- Work instructions -
Every entry must be output exactly as it was written.

__________

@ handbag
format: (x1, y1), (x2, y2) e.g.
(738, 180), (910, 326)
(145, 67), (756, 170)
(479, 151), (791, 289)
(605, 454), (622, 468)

__________

- Your solution -
@ handbag
format: (x1, y1), (x2, y2) e.g.
(738, 180), (910, 326)
(145, 67), (756, 170)
(479, 151), (791, 289)
(605, 454), (622, 468)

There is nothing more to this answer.